§ WHAT THE TASK ASKS
Determine how many lines below include the string "handle". Reply with the number only.

[[ DATASET EXTRACT, beginning ]]

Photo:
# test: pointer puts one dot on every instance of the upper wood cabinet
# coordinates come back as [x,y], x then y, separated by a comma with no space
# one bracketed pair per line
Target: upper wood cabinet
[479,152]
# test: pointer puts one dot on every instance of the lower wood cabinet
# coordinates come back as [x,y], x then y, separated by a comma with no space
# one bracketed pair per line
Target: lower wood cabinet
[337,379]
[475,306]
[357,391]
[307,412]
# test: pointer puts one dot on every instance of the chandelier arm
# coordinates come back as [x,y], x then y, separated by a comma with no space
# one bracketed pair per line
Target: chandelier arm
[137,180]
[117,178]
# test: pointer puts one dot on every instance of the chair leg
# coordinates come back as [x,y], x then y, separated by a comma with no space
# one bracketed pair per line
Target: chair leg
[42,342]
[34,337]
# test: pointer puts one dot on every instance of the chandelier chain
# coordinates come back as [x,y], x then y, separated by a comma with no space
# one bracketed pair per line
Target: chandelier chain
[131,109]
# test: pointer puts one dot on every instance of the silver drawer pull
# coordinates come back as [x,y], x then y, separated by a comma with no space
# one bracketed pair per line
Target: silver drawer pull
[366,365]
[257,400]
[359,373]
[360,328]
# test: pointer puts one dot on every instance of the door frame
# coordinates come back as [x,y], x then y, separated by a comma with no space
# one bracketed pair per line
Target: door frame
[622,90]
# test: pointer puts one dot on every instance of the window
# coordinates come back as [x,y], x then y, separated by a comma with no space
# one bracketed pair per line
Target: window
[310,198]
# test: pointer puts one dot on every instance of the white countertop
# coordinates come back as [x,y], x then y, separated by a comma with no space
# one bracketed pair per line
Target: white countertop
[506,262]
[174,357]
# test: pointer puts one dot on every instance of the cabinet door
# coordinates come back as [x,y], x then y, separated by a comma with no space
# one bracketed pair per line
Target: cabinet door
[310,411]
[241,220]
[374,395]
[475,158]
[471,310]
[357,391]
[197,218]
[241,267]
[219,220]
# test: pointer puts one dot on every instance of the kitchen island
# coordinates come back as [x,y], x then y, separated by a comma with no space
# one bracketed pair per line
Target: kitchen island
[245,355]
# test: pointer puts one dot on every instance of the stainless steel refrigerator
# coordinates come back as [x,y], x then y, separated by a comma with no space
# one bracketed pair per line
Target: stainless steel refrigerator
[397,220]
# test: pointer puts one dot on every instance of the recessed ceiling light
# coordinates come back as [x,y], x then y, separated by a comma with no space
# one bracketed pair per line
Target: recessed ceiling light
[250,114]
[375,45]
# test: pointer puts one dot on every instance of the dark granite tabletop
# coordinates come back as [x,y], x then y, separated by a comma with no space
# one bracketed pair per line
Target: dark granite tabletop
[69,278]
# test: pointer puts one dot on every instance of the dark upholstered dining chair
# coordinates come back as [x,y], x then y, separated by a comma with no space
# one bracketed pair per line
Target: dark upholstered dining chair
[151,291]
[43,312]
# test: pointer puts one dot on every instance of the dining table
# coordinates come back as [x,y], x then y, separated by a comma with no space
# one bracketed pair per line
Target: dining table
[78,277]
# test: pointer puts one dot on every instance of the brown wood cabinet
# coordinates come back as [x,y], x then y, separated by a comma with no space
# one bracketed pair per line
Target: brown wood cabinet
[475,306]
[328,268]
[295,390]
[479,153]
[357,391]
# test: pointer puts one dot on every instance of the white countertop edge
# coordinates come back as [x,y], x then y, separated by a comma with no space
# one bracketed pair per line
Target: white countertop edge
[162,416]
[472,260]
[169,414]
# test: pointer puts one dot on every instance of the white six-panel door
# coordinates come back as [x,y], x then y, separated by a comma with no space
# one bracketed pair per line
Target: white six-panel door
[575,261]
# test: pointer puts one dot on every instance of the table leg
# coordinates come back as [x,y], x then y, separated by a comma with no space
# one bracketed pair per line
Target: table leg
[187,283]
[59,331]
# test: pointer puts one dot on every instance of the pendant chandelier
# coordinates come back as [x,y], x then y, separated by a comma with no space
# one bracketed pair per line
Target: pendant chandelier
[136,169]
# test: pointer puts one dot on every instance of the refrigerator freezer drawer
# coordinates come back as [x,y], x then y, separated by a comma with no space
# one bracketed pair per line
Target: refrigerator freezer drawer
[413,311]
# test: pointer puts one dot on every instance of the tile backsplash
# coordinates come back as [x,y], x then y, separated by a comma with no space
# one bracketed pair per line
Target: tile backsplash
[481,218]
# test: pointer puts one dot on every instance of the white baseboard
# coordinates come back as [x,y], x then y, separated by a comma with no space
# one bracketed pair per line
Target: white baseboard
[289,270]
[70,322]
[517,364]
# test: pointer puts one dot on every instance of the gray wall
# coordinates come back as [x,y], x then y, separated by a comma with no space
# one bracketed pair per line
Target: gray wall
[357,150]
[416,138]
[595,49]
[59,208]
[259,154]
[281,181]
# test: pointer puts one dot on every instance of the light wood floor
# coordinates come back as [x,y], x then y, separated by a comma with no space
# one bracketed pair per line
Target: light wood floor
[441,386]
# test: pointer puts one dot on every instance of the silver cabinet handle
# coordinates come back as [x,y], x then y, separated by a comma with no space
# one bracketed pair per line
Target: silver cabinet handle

[[ DATASET EXTRACT, end ]]

§ SOLUTION TO THIS TASK
2